##### Records provided #####
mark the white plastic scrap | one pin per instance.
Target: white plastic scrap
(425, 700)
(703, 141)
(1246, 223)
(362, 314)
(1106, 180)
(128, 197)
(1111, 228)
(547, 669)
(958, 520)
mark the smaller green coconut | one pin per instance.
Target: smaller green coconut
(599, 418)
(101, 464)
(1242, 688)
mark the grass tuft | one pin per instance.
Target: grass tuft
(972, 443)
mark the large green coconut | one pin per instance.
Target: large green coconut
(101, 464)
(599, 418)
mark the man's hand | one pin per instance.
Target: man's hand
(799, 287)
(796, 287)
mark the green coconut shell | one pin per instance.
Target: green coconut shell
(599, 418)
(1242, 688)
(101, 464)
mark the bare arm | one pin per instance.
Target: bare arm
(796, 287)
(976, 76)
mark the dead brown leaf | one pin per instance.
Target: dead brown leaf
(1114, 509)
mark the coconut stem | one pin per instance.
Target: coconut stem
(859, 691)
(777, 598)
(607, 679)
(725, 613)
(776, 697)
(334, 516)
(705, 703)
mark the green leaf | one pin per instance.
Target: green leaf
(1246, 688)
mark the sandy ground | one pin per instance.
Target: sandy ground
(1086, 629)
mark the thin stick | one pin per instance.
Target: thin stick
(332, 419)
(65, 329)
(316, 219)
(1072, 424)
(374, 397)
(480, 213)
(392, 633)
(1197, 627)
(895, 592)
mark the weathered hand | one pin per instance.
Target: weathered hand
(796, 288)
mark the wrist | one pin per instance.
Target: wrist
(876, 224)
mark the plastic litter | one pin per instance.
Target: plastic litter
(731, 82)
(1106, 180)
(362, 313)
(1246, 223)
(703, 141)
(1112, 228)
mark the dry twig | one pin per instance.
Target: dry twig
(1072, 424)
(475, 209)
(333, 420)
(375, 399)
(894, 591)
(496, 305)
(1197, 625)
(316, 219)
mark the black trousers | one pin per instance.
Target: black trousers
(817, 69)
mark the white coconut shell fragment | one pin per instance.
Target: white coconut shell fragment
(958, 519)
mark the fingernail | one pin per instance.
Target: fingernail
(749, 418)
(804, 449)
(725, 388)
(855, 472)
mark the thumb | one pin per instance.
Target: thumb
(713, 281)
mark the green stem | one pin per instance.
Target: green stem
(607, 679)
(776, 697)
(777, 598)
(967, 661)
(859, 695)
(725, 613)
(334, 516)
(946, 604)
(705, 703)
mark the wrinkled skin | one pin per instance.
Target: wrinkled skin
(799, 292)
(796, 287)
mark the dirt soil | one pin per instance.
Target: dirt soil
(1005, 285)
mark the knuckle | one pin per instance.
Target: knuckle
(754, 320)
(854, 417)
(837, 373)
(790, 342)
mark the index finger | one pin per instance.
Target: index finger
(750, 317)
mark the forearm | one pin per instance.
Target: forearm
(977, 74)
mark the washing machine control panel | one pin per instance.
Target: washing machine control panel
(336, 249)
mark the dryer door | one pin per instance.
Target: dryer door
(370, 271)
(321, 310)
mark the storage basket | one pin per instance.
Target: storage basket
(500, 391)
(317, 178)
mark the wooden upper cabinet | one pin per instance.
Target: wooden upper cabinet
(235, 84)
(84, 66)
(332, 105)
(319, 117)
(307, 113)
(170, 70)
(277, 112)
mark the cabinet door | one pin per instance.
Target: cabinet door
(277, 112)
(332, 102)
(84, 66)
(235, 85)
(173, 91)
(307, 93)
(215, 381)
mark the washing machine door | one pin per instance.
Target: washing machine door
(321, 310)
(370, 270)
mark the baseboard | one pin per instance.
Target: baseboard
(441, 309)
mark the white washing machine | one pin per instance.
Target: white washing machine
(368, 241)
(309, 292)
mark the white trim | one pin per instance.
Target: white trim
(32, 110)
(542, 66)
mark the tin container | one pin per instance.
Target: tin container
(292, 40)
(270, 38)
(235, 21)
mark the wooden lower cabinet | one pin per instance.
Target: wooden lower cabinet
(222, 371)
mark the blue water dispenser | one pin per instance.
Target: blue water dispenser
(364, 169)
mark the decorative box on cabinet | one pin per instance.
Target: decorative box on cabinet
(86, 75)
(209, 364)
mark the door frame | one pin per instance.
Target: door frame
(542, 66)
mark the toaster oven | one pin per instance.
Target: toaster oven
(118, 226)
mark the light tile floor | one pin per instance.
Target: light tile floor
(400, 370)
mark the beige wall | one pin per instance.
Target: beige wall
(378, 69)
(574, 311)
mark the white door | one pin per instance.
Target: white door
#####
Required task
Swap "pin" for "point" throughout the material above, then write out all of it again with nothing else changed.

Exercise output
mark the white plastic scrap | one point per instance.
Target: white plastic scrap
(425, 700)
(703, 141)
(1246, 223)
(362, 314)
(1106, 180)
(128, 197)
(1111, 228)
(547, 669)
(958, 520)
mark the smaller green coconut | one point per instance.
Target: smaller green coconut
(599, 418)
(101, 464)
(1242, 688)
mark the grass tuft | one point per instance.
Target: grass tuft
(972, 443)
mark the large green coconut | one point per instance.
Target: large green coconut
(101, 464)
(599, 418)
mark the man's hand | one point per instance.
Target: man's hand
(799, 287)
(796, 287)
mark the green coconut shell | one point per instance.
Target: green coconut shell
(599, 418)
(1242, 688)
(101, 464)
mark the bare arm | one point per instance.
Target: bare arm
(796, 287)
(976, 76)
mark the dead brown leaf | one point per instance.
Target: dead brown leaf
(1114, 509)
mark the coconut stem | one point per instance.
Target: coconut stem
(859, 691)
(777, 598)
(607, 679)
(725, 613)
(776, 697)
(334, 516)
(705, 703)
mark the green leaf | one point per instance.
Target: green leaf
(1246, 688)
mark the sandy ground | one point per instance.
Target: sandy ground
(1086, 629)
mark the thin stick | one point per instance.
Target: thin stick
(332, 419)
(65, 329)
(316, 219)
(1072, 424)
(374, 397)
(480, 213)
(392, 633)
(1197, 627)
(895, 592)
mark the weathered hand | one point per instance.
Target: weathered hand
(796, 288)
mark the wrist | one point per instance.
Target: wrist
(876, 224)
mark the plastic litter | one point per instance.
Target: plastic litter
(731, 82)
(1106, 180)
(362, 313)
(1246, 223)
(703, 141)
(1112, 228)
mark the dry twig | one point per instance.
Target: dry twig
(1072, 424)
(475, 209)
(333, 420)
(375, 399)
(894, 591)
(496, 305)
(1197, 625)
(316, 219)
mark the black trousers | one point per instance.
Target: black trousers
(817, 69)
mark the white coconut shell fragment | one point per instance.
Target: white coconut shell fragment
(958, 519)
mark the fingernail | one point per instance.
Target: fingernail
(749, 418)
(804, 449)
(725, 388)
(855, 472)
mark the thumb | one point per instance.
Target: thumb
(713, 281)
mark the green stem | one point per instance.
Target: green stem
(607, 679)
(776, 697)
(777, 598)
(967, 661)
(859, 695)
(725, 613)
(334, 516)
(946, 604)
(705, 703)
mark the wrinkled skin | one point per instance.
Target: wrinkled skin
(799, 292)
(796, 287)
mark the dirt soil | one point per instance.
Target: dirt soil
(1005, 285)
mark the knuckle | one point per instance.
Target: knuckle
(754, 320)
(854, 417)
(837, 373)
(790, 342)
mark the index finger | one point per instance.
Target: index finger
(750, 317)
mark the forearm | one point per instance.
Target: forearm
(977, 74)
mark the washing machine control panel | one point per instance.
Target: washing machine control panel
(336, 249)
mark the dryer door | one point per instance.
Target: dryer door
(370, 271)
(321, 310)
mark the storage basket | one point per instance.
Target: storage basket
(500, 391)
(317, 178)
mark the wooden upper cabinet | one point per instance.
Target: wooden upper cabinet
(235, 84)
(84, 66)
(332, 105)
(319, 117)
(307, 113)
(170, 70)
(277, 112)
mark the cabinet door | one point per instance.
Target: cabinet door
(277, 112)
(332, 102)
(84, 66)
(235, 85)
(173, 91)
(307, 93)
(215, 381)
mark the washing machine door | one point per instance.
Target: washing machine door
(321, 310)
(370, 270)
mark the baseboard | one point per instance.
Target: baseboard
(441, 309)
mark the white washing machine | one point per instance.
Target: white washing machine
(368, 241)
(309, 292)
mark the white trim | one point per instance.
Target: white trim
(32, 110)
(542, 66)
mark the tin container | one point per instance.
Target: tin container
(292, 40)
(270, 38)
(235, 21)
mark the wooden lower cabinet | one point per instance.
Target: wooden lower cabinet
(222, 371)
mark the blue water dispenser | one point per instance.
Target: blue water dispenser
(364, 169)
mark the decorative box on cabinet | one point per instance.
Target: decorative box on cabinet
(86, 75)
(209, 364)
mark the door frame | one point per instance.
Target: door frame
(542, 66)
mark the toaster oven | one point per instance.
Target: toaster oven
(118, 226)
mark the light tile floor | one point per instance.
Target: light tile floor
(400, 370)
mark the beige wall | one point per instance.
Target: beige wall
(378, 69)
(574, 311)
mark the white door | one point per instance.
Target: white door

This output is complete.